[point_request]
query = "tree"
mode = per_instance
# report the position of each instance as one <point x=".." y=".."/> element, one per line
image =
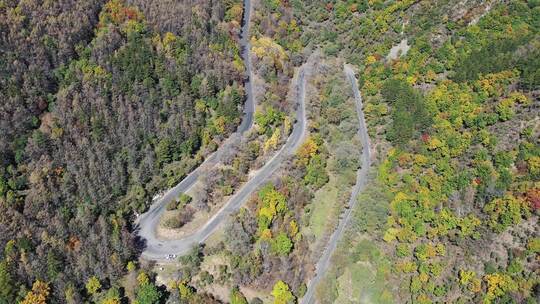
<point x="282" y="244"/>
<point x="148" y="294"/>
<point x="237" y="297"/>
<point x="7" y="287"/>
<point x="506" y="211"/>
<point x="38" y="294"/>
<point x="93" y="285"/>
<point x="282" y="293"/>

Task directions: Rewrite the records above, replacing "report" with "return" and keeping everything else unchanged. Leave the pictures out.

Task response:
[point_request]
query = "tree"
mode = per_instance
# return the position of each instance as one <point x=".." y=".."/> element, one per line
image =
<point x="282" y="244"/>
<point x="148" y="294"/>
<point x="237" y="297"/>
<point x="7" y="287"/>
<point x="506" y="211"/>
<point x="38" y="294"/>
<point x="93" y="285"/>
<point x="282" y="293"/>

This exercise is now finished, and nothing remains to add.